* What you need to do *
Repeat the whole listing. Keep it exact.

### Extracted data ###

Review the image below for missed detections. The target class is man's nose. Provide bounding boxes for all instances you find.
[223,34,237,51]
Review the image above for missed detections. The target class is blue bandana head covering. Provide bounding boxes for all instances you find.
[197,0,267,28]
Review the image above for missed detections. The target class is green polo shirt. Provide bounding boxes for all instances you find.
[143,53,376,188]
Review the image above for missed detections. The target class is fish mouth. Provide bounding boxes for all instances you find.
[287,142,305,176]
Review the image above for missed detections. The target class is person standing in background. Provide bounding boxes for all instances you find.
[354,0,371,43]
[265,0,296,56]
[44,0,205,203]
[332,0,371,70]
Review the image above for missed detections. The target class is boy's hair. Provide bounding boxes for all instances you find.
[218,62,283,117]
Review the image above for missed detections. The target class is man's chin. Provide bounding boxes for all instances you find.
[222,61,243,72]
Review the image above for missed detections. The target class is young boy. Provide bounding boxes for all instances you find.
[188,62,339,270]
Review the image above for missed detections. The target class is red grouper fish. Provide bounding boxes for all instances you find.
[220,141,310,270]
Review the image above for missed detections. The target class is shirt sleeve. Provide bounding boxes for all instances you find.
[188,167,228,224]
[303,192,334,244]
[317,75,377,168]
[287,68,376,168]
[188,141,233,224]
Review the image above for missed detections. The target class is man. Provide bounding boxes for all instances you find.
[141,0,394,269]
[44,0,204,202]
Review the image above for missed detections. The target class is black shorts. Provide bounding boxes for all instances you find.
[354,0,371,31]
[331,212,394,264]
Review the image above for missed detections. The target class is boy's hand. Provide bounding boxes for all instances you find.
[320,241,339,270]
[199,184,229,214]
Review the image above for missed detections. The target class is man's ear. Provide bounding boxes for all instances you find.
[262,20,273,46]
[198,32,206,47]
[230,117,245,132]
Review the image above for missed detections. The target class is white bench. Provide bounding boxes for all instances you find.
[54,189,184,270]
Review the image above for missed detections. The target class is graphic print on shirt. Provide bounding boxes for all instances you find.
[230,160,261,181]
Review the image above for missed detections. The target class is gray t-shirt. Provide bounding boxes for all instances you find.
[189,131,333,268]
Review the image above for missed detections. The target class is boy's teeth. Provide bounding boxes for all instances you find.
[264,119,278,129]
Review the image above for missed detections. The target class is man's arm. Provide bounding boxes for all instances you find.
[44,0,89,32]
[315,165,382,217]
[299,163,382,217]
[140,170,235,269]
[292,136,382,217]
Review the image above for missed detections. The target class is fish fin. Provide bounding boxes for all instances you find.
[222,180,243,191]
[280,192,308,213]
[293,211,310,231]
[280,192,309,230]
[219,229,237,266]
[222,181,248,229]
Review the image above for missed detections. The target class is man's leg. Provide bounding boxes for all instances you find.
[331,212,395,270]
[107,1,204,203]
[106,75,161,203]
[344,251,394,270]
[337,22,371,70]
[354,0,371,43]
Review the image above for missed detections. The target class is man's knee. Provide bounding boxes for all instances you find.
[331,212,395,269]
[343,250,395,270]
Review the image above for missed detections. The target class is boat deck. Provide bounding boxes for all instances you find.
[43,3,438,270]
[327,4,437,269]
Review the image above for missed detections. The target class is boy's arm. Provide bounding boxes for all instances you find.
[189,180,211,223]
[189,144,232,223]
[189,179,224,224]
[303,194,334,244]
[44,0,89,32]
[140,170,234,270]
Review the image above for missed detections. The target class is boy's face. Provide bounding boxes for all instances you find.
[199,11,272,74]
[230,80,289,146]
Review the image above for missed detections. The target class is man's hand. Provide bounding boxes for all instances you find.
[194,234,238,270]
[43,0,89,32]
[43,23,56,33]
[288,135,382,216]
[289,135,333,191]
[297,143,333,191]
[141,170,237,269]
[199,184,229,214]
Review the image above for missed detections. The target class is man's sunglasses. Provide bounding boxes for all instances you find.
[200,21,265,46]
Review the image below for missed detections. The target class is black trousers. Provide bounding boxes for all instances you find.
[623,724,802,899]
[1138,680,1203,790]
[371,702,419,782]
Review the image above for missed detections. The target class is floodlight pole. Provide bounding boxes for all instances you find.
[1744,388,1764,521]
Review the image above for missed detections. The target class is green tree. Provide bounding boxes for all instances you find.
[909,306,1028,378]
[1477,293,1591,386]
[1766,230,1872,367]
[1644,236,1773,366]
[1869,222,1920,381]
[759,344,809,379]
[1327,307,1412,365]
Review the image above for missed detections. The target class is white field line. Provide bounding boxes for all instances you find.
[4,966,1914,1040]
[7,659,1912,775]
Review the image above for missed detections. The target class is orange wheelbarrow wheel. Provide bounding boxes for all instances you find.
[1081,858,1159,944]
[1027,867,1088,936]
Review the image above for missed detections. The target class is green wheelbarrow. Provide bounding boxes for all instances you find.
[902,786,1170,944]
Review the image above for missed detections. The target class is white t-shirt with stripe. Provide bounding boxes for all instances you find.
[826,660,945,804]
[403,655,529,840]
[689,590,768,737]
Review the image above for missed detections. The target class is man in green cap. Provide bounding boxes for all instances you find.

###

* Exercise response *
Review the image below for missed detections. The target class is man's nose. Provide bounding boxes for all instances you find.
[223,34,237,51]
Review the image above for missed detections. The target class is blue bandana head covering. Provide bounding boxes for all instances you find.
[197,0,267,28]
Review the image above for missed detections. The target class is green polo shirt. Provide bounding boxes for all instances you find.
[143,53,376,188]
Review the image above for missed detections. The target class is fish mouth. Provide bounding boxes for all instances you find.
[287,142,305,176]
Review the image above for missed detections. The target class is person standing in background. Provide bounding boxes for all instances you find.
[354,0,371,43]
[265,0,296,56]
[44,0,205,203]
[332,0,371,70]
Review the image above for missed detections. The target class is boy's hair. Provide bounding boxes for all instances you find.
[218,62,283,117]
Review the image above for missed detections. The target class is man's chin. Provide bounding boxes for all instances you find.
[222,61,243,72]
Review the image above for missed detections. The target class is young boy. Provide bounding boxes for all instances you find.
[188,62,339,270]
Review the image above for missed detections. The target class is red grouper fish. Provide bounding boxes for all instances you find.
[220,141,310,270]
Review the image above for missed detections. The target class is shirt sleeve. Provide bounding boxes for all instances you find.
[188,167,228,224]
[303,192,334,244]
[317,75,377,168]
[287,68,376,168]
[188,141,233,224]
Review the image above for missed detections. The target class is man. Provide bounding boxes for all instances you find.
[141,0,394,269]
[44,0,204,202]
Review the image above for missed detections. The target class is black shorts. Provide bounding boxes for all instances you find.
[354,0,371,31]
[331,212,394,264]
Review the image above for missed detections. The target class is boy's hand. Provide bounding boxes for all instances you find.
[320,241,339,270]
[199,184,229,214]
Review the image above for missed detections. The target class is man's ear. Provide bounding boxes for all instances you find.
[262,20,273,46]
[198,32,206,47]
[230,117,245,132]
Review the image above for missed detections. The target class is white bench. Provide bounding boxes for all instances you find.
[54,189,184,270]
Review the image above for missed detections. The target class is graphic print on shirt. Provide bounding boxes for all instances you find.
[230,160,261,181]
Review the image above for missed detections. The target class is gray t-shirt. Provide bounding boxes for all instances you find.
[189,131,333,268]
Review the image above for missed detections. The target class is boy's teeth. Provide bounding boxes for all instances you find.
[264,119,278,129]
Review the image above for missed detections. The target class is man's arm. Provide bounding boxes for all instances you find.
[44,0,89,32]
[315,165,382,217]
[299,163,382,217]
[140,170,235,269]
[292,136,382,217]
Review the image above for missed detections. The target class is fish fin. Provide bounding boxes for all instances you find.
[222,180,243,191]
[280,192,308,213]
[293,211,310,231]
[280,192,309,230]
[219,229,237,266]
[222,181,248,229]
Review the image above for missed detections. The target class is man's leg. Provide bounding boxes for all instances you find.
[331,212,395,270]
[107,1,204,203]
[106,75,161,203]
[344,251,394,270]
[337,22,371,70]
[354,0,371,43]
Review the image above for missed detections. The target class is man's knee. Provide bounding boxes for all instances you find.
[331,212,395,269]
[343,250,395,270]
Review the image above for missed detections. The target class is boat deck. Provide bounding boxes for all instances you find.
[43,3,438,270]
[327,4,437,269]
Review the image above for missed detections. The target class is boy's arm. Provide bounding boxes for all instances you find.
[189,180,211,223]
[189,144,232,223]
[189,179,224,224]
[303,194,334,244]
[44,0,89,32]
[140,170,234,270]
Review the image above for missed detections. The target class is boy's face. Provide bounding boxes for all instances you find.
[199,11,272,74]
[230,80,289,146]
Review the image above for missed detections. The target class is man's hand. Provide bounding boxes for all instances you find.
[194,234,238,270]
[43,0,89,32]
[43,23,56,33]
[288,135,382,216]
[289,135,333,191]
[297,143,333,191]
[141,170,237,269]
[199,184,229,214]
Review the image above for missed detections. The target class is man's sunglasses. Provide bounding boxes for all instances you find.
[200,21,265,46]
Review the image below for missed detections. The target class is black trousers. Provide bounding boxes for all instances you find.
[623,724,802,899]
[1138,680,1203,790]
[371,702,419,782]
Review the image above for missed detections. The target class is floodlight pole. Provide bounding boxes for all instances you find.
[1744,388,1764,521]
Review the image above for missed detections. The target class is green tree. Provide bounding boxes for all instances you find.
[909,306,1028,378]
[1477,293,1591,386]
[1766,230,1872,367]
[1644,236,1773,366]
[1869,222,1920,381]
[759,344,809,379]
[1327,307,1412,365]
Review the image above for missed detections. The target class is white field line. Provide bounding boxes for all instances you find.
[4,966,1914,1040]
[7,659,1912,775]
Review the image above for missed detections. The target class is orange wheelbarrow wheel. Provide bounding boxes for all instances you find.
[1081,858,1159,944]
[1027,867,1088,936]
Review the image above for missed detections. The target class is green wheelbarrow. Provide bounding boxes for all instances you find.
[902,786,1170,944]
Review the image above for missed detections. The target class is white t-shirt with stripe. Provide bounding boxes for all instances you find.
[826,660,945,804]
[403,655,529,840]
[689,590,768,737]
Review the image above for missed detections. The target class is man in green cap. Provide bounding boxes for all instances you find.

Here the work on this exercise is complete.